### TEXTO EM ESTUDO

━━━━━━━━

Apesar de ser uma das regiões mais importantes para a composição do PIB brasileiro e de ter apresentado um elevado crescimento econômico nos últimos anos, a distribuição de renda no Matopiba continua bastante desigual. Segundo um informativo técnico do Núcleo de Sistemas Agrícolas da Embrapa Pesca e Aquicultura, publicado em 2017, a renda per capita da região é de R$ 13.269,33, um valor inferior à média do Nordeste, que é de R$ 14.329,12, resultando em uma renda mensal média de apenas R$ 1.105,78.

Embora tenham ocorrido avanços desde a década de 1990, o Índice de Desenvolvimento Humano Municipal (IDHM) do Matopiba ainda reflete desigualdades marcantes. Em 2000, 88,5% dos municípios apresentavam IDHM muito baixo (entre 0 e 0,499). Mesmo após 2010, com políticas de transferência de renda e o crescimento econômico, muitos municípios ainda registram índices baixos (entre 0,5 e 0,599), destacando a persistência de desafios sociais significativos na região.

━━━━━━━━

### MATERIAL FORNECIDO
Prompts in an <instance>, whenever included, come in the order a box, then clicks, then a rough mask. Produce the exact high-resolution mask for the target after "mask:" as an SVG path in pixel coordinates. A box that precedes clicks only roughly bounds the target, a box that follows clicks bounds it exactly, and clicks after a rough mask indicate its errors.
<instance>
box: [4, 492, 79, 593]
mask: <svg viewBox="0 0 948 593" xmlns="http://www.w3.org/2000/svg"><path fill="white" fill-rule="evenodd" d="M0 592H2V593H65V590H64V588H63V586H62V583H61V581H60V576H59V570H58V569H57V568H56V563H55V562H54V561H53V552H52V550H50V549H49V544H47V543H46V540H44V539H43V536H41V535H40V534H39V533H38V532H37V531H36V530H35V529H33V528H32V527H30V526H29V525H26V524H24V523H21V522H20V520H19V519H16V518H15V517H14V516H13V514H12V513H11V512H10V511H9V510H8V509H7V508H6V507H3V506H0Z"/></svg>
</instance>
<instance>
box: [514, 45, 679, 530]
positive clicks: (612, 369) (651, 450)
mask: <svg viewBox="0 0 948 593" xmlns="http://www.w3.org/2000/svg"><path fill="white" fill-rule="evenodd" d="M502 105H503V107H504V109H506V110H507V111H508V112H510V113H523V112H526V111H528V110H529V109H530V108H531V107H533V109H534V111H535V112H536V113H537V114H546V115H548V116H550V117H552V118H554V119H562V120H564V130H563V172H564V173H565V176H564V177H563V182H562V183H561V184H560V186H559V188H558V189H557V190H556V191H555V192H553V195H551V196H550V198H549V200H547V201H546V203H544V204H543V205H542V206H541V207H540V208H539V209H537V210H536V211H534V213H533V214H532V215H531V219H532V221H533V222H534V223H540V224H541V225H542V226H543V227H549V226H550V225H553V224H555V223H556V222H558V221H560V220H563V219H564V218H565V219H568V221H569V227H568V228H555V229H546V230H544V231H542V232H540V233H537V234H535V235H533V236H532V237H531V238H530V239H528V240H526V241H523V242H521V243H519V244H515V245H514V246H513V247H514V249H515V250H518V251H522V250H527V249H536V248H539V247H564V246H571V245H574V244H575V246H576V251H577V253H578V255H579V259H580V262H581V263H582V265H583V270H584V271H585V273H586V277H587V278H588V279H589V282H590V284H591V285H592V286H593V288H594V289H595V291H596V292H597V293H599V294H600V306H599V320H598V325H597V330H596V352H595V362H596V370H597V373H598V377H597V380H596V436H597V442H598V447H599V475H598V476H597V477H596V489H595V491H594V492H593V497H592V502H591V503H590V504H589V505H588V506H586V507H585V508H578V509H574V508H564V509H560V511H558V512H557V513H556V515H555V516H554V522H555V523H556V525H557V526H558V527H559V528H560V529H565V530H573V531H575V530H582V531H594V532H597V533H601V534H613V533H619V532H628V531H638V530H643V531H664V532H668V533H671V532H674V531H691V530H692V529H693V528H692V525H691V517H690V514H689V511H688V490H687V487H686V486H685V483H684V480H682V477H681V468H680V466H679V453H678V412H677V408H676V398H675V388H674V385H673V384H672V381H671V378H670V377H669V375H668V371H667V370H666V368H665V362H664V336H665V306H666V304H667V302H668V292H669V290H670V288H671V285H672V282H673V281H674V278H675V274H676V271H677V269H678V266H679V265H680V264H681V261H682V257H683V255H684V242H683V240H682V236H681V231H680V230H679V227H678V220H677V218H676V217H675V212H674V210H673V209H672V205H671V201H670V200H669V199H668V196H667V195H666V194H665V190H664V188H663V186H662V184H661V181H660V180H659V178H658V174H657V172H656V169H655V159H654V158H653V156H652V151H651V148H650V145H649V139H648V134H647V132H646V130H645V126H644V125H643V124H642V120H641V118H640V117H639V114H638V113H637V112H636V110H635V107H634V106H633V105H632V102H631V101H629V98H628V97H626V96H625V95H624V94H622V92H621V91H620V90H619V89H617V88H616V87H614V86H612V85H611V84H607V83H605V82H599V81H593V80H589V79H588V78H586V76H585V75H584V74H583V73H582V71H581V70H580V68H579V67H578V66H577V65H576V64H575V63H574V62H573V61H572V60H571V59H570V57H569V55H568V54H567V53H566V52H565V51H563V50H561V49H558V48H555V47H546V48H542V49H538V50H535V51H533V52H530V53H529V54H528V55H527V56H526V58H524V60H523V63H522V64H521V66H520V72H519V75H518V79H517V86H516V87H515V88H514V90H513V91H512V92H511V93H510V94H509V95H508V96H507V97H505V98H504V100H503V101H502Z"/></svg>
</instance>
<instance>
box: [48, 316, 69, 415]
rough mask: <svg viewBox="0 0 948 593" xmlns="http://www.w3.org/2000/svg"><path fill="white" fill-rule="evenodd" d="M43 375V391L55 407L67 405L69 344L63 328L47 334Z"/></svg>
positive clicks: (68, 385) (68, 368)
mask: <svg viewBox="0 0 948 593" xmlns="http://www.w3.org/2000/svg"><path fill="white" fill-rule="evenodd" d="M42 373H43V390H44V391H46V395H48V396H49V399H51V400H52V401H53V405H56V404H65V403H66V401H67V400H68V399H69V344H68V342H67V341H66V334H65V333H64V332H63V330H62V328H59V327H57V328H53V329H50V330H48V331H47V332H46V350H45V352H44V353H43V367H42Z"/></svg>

━━━━━━━━

### TAREFAS PROPOSTAS
**1.** Informe quantas linhas das entradas contêm a palavra "positive", diferenciando maiúsculas de minúsculas. Responda somente com o número.
**2.** Prossiga o texto sobre renda e desenvolvimento no Matopiba a partir da última frase apresentada.

### RESPOSTAS
**1.** 2

**2.**
Impacto no Cerrado

Com a expansão agrícola, o Cerrado tem enfrentado uma destruição acelerada. Em 2023, o bioma superou a Amazônia em desmatamento pela primeira vez desde 2019, quando o monitoramento do MapBiomas Alerta começou.

O Cerrado foi responsável por 61% do desmatamento no Brasil, enquanto a Amazônia registrou 25%. Mais de um milhão de hectares de vegetação nativa foram perdidos no Cerrado, representando um aumento de 68% em relação ao ano anterior. Quase todo esse desmatamento (97%) foi causado pela expansão da agropecuária.

A região do Matopiba, sozinha, foi responsável por quase 47% da perda de vegetação no país, com cerca de 859 mil hectares devastados. Esses números alarmantes refletem a pressão intensa sobre o segundo maior bioma do Brasil.

Indígenas protestando sobre Matopiba. Imagem: Helen Lopes.

É importante destacar que a devastação do Cerrado tem consequências profundas para o equilíbrio hídrico do Brasil, já que as nascentes das três maiores bacias hidrográficas do país — a Amazônica, a do São Francisco e a Platina — estão localizadas nesse bioma.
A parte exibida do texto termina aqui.